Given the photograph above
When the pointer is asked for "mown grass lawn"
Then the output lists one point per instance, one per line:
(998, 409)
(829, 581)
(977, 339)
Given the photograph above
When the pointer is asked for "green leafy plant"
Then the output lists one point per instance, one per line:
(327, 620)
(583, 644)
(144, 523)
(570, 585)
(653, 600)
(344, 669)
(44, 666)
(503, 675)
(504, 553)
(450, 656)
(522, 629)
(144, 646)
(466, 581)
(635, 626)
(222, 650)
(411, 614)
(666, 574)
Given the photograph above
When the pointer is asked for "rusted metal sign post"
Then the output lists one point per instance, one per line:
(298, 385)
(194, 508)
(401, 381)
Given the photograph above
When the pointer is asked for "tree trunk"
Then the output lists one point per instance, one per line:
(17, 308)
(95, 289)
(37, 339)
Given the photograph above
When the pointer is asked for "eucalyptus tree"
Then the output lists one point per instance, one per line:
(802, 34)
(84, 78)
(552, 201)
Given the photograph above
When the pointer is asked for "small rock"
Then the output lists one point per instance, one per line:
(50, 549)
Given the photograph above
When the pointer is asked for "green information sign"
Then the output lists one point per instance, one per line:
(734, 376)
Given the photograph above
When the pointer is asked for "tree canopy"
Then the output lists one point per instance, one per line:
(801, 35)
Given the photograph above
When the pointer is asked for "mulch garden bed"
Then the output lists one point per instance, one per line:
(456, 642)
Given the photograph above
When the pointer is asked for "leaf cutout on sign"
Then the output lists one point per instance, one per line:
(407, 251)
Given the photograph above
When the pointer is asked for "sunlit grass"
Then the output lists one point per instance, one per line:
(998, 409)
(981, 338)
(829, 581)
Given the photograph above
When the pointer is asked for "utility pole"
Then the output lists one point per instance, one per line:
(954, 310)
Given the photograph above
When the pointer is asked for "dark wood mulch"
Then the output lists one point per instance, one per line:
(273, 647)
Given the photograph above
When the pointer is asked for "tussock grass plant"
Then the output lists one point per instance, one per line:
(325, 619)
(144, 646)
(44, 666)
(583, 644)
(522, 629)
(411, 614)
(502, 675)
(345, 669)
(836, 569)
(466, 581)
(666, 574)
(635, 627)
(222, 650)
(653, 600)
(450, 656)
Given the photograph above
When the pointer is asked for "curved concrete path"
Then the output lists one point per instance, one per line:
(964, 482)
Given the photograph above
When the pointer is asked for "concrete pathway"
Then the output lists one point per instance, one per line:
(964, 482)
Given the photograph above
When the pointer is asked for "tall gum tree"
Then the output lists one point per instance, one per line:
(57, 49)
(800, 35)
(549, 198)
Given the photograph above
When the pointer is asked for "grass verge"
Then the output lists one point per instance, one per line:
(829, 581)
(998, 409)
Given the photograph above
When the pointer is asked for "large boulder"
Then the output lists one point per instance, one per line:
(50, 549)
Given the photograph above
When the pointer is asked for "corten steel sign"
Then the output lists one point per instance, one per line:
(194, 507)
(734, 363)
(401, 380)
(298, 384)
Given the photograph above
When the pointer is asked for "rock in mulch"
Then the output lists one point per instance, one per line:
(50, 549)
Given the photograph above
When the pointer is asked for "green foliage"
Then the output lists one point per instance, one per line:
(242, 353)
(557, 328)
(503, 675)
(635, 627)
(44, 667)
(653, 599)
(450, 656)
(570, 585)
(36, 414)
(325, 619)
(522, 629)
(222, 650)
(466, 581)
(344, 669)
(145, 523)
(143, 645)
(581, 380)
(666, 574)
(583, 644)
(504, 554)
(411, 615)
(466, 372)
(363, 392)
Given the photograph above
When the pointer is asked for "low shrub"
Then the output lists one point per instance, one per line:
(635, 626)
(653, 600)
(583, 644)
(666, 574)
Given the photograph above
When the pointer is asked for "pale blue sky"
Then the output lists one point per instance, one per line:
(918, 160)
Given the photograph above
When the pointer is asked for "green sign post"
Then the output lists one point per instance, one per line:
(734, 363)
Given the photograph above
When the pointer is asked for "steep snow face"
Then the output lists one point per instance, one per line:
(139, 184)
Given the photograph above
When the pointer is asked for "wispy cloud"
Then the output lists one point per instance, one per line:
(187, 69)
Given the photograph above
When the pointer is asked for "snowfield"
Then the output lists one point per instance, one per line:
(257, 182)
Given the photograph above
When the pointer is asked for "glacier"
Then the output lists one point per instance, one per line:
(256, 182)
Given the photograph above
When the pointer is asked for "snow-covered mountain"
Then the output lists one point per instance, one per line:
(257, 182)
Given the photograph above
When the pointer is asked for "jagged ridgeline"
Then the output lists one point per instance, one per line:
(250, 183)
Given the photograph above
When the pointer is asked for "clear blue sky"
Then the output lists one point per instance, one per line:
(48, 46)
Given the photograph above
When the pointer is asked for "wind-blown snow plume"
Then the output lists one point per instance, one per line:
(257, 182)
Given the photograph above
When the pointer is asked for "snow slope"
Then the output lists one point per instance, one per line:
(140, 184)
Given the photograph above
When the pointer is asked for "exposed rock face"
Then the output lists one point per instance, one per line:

_GOAL_. Retype the entries one by one, exactly.

_RESULT_.
Given the photograph above
When the pointer is asked for "mown grass lawn"
Then the output lists one point per instance, one per line:
(998, 409)
(829, 581)
(977, 339)
Given the photograph above
When the pointer is asked for "green leafy plant"
Then the output lists one point per instance, one per line:
(327, 620)
(583, 644)
(144, 523)
(570, 585)
(653, 600)
(344, 669)
(44, 666)
(503, 675)
(504, 553)
(450, 656)
(522, 629)
(144, 646)
(466, 581)
(635, 626)
(222, 650)
(411, 614)
(666, 574)
Given the photograph above
When the pointer is asked for "rusted metal sign post"
Then the output lists one point per instance, one per line:
(298, 385)
(194, 508)
(401, 381)
Given the photograph above
When the pointer is asked for "tree trunk"
Then the output lists one point per instance, one per line:
(17, 308)
(95, 289)
(37, 339)
Given the photograph above
When the pointer is asked for "eucalyptus tree"
Then the output lists one point per instance, one per line:
(802, 34)
(84, 78)
(552, 201)
Given the photograph above
When the pointer is asked for "small rock"
Then the output lists one point per instance, one per line:
(50, 549)
Given the photograph above
When the pointer is asked for "green information sign"
Then the output lists one point per instance, one per line:
(734, 376)
Given the photograph above
When the pointer is asked for "tree canopy"
Then the output lists one point per instance, one per line:
(801, 35)
Given the photograph above
When the pointer is asked for "mulch garden bed"
Then the output lists one point per instance, one per line:
(456, 642)
Given the photograph above
When the pointer is asked for "leaf cutout on sign"
Then the output lists one point per instance, one per line:
(407, 251)
Given the photograph above
When the pointer is asked for "sunlit grass"
Then the output lists one point per instance, one per line:
(998, 409)
(981, 338)
(829, 581)
Given the photograph above
When the pointer is asked for "utility pole"
Then the output lists one point per instance, one per line:
(954, 310)
Given the photograph above
When the pointer is asked for "dark wood mulch"
Then the output lists one point per instance, one per line:
(273, 647)
Given the photograph above
When the pointer is asked for "tussock grass plant"
Then the output lists one point per instance, one per line:
(325, 619)
(144, 646)
(44, 666)
(583, 644)
(522, 629)
(411, 614)
(502, 675)
(345, 669)
(836, 569)
(466, 581)
(666, 574)
(635, 627)
(222, 650)
(653, 600)
(450, 656)
Given the photograph above
When the pointer is asked for "curved concrete path"
Then the output lists one point per instance, one per line:
(964, 482)
Given the photograph above
When the pointer is asked for "concrete pathway"
Then the output lists one point per instance, one per line:
(964, 482)
Given the photograph above
When the pointer is asked for "tall gum tree"
Then the output lists one point per instance, one per line:
(57, 49)
(800, 35)
(549, 198)
Given the photograph above
When the pointer is asked for "grass verge"
Then the output lists one point per instance, one per line:
(829, 581)
(998, 409)
Given the photograph above
When the pointer is asked for "large boulder"
Then the output lists one point per instance, one per line:
(50, 549)
Given the photograph above
When the pointer is asked for "corten steel sign"
Then the output lists one point per instance, one per line:
(194, 507)
(734, 363)
(401, 380)
(298, 384)
Given the photograph above
When the pointer is asked for "rock in mulch"
Then the output lists one point per instance, one per line:
(50, 549)
Given the photograph above
When the pointer is asked for "green foliage"
Then the output lists one point per instance, one per line:
(242, 353)
(557, 328)
(503, 675)
(635, 627)
(44, 667)
(653, 599)
(450, 656)
(570, 585)
(36, 414)
(325, 619)
(522, 629)
(222, 650)
(466, 581)
(344, 669)
(145, 523)
(143, 645)
(581, 380)
(666, 574)
(583, 644)
(504, 554)
(411, 615)
(466, 372)
(363, 392)
Given the photograph above
When the pointer is asked for "low shrub"
Then the output lists one point per instance, one per line:
(635, 626)
(653, 600)
(583, 644)
(666, 574)
Given the photograph above
When the pointer is asked for "pale blue sky"
Then the output lists one point per instance, one per line:
(918, 160)
Given the photograph above
When the pointer is asked for "green sign post"
Then the output lists one point per instance, one per line:
(734, 363)
Given the photograph above
When the pointer is asked for "steep snow face"
Then the output lists one point per instance, one per line:
(139, 184)
Given the photograph above
When the pointer is asked for "wispy cloud"
Then the output lists one point per instance, one per line:
(187, 69)
Given the photograph above
When the pointer is asked for "snowfield"
Then the output lists one point per instance, one per line:
(257, 182)
Given the photograph above
When the pointer is asked for "glacier"
Then the output lists one point per instance, one per line:
(256, 182)
Given the photograph above
When the pointer is asked for "snow-covered mountain"
Then the output lists one point per instance, one per line:
(257, 182)
Given the photograph above
When the pointer is asked for "jagged ridgeline"
Then the output lists one point per instance, one per line:
(250, 183)
Given the photograph above
When the pointer is asked for "clear blue sky"
Then the output lists one point per instance, one per line:
(48, 46)
Given the photograph above
When the pointer is asked for "wind-blown snow plume"
Then the output lists one point per instance, one per line:
(257, 182)
Given the photograph above
When the pointer is asked for "snow slope"
Then the output lists one point per instance, one per line:
(140, 184)
Given the photograph above
When the pointer is asked for "exposed rock face"
Then the output lists one point per instance, one per line:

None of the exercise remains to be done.